2.2 Asymptotics of \([z^n]F(z,x)\)

Functions given by (10) are amenable to the perturbation of the saddle point asymptotics. We refer to Section IX.8 of [12]) for a discussion of the perturbation aspects in the bivariate case and to Chapter VIII for a detailed presentation of the saddle point estimation. In our case, we can invoke the general principles developed in Hayman’s work [15] on admissibility. (Essentially, a function is called admissible if it is subject to the saddle point asymptotics; we refer the reader to [12, Section VIII.5] or the original work of Hayman [15] for more details.)

Let \(\Omega \) be a small neighborhood of \(x=1\) (in particular \(Re(x)>0\) for \(x\in \Omega \)). We fix \(x\in \Omega \) for a moment and write the exponent in (10) as

$$\begin{aligned} f(z,x)=Q_1(z,x)+Q_2(xe^{mz}) \end{aligned}$$
(11)

where

$$\begin{aligned}Q_1(z,x)= -\sum _{j=1}^k\frac{\gamma _jx^j}{jm}-\sum _{j=1}^\ell \frac{c_jx^j}{j^2m^2}+\Big (\gamma _0-\sum _{j=1}^\ell \frac{c_jx^j}{jm}\Big )z+c_0\frac{z^ 2}{2} \end{aligned}$$

and

$$\begin{aligned} Q_2(z)=\sum _{j=1}^k\frac{\gamma _j}{jm}z^{j}+\sum _{j=1}^\ell \frac{c_j}{j^2m^2}z^{j}. \end{aligned}$$

Clearly, the function \(e^{mz}\) is admissible if \(m>0\) (it also follows from [15, Theorem X]). Since the leading coefficient of \(Q_2\) is positive and \(x>0\), \(Q_2(xe^{mz})\) is admissible and so is \(Q_1(z,x)+Q_2(xe^{mz})\) by [15, Corollary to Theorem IX]. Thus, f(zx) is admissible and so is F(zx) by [15, Theorem VI].

(Data lines)
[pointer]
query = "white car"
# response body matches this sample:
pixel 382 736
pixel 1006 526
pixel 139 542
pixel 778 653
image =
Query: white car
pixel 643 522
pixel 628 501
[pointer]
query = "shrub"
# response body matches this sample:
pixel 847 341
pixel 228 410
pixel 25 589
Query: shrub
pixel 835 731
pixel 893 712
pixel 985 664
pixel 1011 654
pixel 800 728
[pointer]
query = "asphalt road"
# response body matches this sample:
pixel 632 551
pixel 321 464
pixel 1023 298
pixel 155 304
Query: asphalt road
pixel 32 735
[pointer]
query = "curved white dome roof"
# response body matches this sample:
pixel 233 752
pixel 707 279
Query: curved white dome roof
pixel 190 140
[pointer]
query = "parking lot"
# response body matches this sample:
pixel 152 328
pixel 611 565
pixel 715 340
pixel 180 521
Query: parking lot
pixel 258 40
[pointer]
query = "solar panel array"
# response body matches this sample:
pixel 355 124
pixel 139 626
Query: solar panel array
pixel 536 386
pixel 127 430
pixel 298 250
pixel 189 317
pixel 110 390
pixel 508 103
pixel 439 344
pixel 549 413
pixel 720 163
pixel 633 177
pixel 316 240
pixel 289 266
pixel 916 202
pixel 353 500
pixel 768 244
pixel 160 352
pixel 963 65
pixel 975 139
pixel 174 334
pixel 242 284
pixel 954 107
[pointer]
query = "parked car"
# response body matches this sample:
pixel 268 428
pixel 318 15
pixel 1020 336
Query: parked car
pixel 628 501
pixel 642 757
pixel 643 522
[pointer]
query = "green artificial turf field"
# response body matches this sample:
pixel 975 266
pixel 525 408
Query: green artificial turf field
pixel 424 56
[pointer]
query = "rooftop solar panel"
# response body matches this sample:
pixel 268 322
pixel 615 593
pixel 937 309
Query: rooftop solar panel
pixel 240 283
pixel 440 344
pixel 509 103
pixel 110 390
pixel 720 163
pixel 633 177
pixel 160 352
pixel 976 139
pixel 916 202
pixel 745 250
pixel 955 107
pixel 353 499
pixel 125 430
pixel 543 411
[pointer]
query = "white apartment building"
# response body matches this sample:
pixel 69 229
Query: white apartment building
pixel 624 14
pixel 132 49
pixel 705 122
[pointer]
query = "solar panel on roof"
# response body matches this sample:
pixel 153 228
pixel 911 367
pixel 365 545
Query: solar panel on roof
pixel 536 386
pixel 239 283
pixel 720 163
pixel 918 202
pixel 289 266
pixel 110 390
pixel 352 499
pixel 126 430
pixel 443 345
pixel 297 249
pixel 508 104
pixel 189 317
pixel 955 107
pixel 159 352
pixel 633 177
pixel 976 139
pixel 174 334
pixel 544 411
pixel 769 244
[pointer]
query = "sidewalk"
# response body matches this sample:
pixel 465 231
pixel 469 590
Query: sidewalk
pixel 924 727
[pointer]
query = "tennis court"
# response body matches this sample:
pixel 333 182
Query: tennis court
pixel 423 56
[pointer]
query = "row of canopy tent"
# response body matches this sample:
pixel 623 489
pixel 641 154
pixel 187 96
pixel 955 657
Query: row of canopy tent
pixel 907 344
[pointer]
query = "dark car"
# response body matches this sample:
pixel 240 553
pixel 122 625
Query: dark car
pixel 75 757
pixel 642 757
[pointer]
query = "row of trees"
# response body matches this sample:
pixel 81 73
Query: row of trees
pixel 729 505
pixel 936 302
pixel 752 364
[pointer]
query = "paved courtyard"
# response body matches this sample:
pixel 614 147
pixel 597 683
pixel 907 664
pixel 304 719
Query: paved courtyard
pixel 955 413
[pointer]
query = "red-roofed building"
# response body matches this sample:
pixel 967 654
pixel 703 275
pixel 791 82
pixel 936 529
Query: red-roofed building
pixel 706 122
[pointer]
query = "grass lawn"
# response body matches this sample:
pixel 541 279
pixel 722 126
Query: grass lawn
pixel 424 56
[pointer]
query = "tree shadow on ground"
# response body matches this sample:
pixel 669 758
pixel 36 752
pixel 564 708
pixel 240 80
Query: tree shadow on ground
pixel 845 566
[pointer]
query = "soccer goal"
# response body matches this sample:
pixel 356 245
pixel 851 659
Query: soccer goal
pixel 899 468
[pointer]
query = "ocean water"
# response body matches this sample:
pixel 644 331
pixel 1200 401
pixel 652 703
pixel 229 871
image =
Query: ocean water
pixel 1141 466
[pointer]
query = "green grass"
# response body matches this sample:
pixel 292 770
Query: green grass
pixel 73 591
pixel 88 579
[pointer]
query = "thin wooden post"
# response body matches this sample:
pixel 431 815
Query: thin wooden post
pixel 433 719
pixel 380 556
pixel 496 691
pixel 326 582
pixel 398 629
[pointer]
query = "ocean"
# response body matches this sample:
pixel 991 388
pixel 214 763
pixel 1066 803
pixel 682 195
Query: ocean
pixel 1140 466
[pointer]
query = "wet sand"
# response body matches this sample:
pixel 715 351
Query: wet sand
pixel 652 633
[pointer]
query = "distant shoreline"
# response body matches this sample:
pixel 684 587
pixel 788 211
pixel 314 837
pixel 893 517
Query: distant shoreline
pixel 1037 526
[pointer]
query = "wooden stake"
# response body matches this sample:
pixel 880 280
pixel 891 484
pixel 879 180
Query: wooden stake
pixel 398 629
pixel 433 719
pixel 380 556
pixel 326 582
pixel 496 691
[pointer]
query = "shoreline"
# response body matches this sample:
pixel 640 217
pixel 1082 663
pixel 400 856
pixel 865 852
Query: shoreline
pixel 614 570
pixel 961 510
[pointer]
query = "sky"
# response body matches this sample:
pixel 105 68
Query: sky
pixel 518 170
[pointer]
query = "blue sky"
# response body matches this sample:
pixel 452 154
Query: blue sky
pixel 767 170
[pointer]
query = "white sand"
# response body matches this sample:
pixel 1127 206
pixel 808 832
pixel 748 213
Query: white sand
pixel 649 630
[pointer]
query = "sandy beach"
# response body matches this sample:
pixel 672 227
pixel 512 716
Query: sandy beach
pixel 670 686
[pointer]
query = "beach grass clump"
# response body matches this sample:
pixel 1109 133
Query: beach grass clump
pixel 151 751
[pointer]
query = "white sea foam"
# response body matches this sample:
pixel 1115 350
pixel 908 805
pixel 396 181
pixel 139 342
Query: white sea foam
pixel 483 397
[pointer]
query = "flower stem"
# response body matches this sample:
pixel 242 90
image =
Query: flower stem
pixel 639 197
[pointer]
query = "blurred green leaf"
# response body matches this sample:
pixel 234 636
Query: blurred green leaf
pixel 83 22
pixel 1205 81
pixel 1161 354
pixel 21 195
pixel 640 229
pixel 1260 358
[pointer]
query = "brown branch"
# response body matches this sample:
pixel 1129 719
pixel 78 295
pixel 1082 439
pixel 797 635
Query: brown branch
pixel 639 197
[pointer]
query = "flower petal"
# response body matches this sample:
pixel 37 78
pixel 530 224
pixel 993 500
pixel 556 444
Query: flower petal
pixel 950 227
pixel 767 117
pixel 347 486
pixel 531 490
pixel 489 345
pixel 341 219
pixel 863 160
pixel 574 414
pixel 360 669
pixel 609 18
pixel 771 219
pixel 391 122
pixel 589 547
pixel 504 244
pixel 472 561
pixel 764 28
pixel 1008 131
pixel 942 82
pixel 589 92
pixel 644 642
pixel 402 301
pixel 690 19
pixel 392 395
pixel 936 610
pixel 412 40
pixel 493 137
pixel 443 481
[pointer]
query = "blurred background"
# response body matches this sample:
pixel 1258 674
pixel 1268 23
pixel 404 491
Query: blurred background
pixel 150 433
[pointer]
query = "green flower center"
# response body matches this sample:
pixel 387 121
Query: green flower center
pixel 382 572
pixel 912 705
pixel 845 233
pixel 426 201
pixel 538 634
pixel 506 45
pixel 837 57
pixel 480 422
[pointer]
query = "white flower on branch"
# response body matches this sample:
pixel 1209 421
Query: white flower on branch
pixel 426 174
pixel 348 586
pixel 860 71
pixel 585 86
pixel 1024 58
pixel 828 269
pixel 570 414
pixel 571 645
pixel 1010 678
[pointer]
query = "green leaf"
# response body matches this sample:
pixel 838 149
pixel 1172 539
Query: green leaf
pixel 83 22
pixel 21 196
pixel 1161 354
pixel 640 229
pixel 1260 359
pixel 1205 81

WRITTEN EXERCISE:
Could you write the next part of the passage on saddle point asymptotics, starting right after its last sentence?

FINAL ANSWER:
We will apply Hayman’s result to \(e^{f(z,x)}\). Choose r so that

$$\begin{aligned} (zf_z(z,x))_{z=r}=n. \end{aligned}$$
(12)

Then

$$\begin{aligned}F(z,x)= \frac{r^{-n}}{2\pi }\int _{-\pi }^\pi e^{f(re^{i\theta },x)-in\theta }d\theta \sim \frac{r^{-n}e^{f(r,x)}}{\sqrt{2\pi b(r,x)}}, \end{aligned}$$

where \(b(r,x)=(zf_z(z,x)+z^2f_{zz}(z,x))_{z=r}\) and where \(f_z(z,x)\), \(f_{zz}(z,x)\) (and later \(f_x(z,x)\), \(f_{zx}(z,x)\), etc.) denote the derivative(s) of f with respect to the indicated variable(s) (not just the partial derivative(s) with respect to the first or second argument of f).

By examining the argument above and noting that the dependence on x is polynomial, it is clear that the above estimates are uniform for \(x\in \Omega \). We thus infer that the probability generating functions of random variables encoded by F(zx) are given asymptotically by

$$\begin{aligned} p_n(x)=\frac{F(\rho (x),x)}{F(\rho (1),1)}\left( \frac{\rho (1)}{\rho (x)}\right) ^n(1+o(1)), \end{aligned}$$

where the o(1) error is uniform over \(\Omega \) and \(\rho (x)=\rho _n(x)\) is a positive solution of the saddle point equation (12) for \(x\in \Omega \). In particular, \(\rho (x)\) satisfies

$$\begin{aligned} \rho (x)f_z(z,x)_{z=\rho (x)}=n. \end{aligned}$$
(13)

Taking the logarithms and recalling by (6) that the leading coefficient of \(Q_2(z)\) is \(\alpha _d\) we see that

$$\begin{aligned} \log \rho (x)+\log \left( md\alpha _dx^de^{md\rho (x)}\Big (1+O\Big (\frac{1}{xe^{m\rho (x)}}\Big )\Big )\right) =\log n. \end{aligned}$$

It follows that

$$\begin{aligned} md\rho (x)=\log n-\log \rho (x)-d\log x-\log md\alpha _d+O\Big (\frac{1}{xe^{m\rho (x)}}\Big ). \end{aligned}$$

Successive iterations starting with \(x=1\) give

$$\begin{aligned} \rho (x)=\frac{\log n}{md}+O(\log \log n) \end{aligned}$$
(14)

with the uniform behavior in x over \(\Omega \).

Let us denote

$$\begin{aligned}h_n(x):=f(\rho (x),x)-n\log \rho (x),\end{aligned}$$

so that

$$\begin{aligned}p_n(x)=\exp (h_n(x)-h_n(1))(1+o(1)).\end{aligned}$$

Then, by [12, Theorem IX.13] on generalized quasi–powers, the corresponding random variables are asymptotically normal provided

$$\begin{aligned} \frac{h'''(x)}{(h'_n(1)+h''_n(1))^{3/2}}\rightarrow 0, \end{aligned}$$
(15)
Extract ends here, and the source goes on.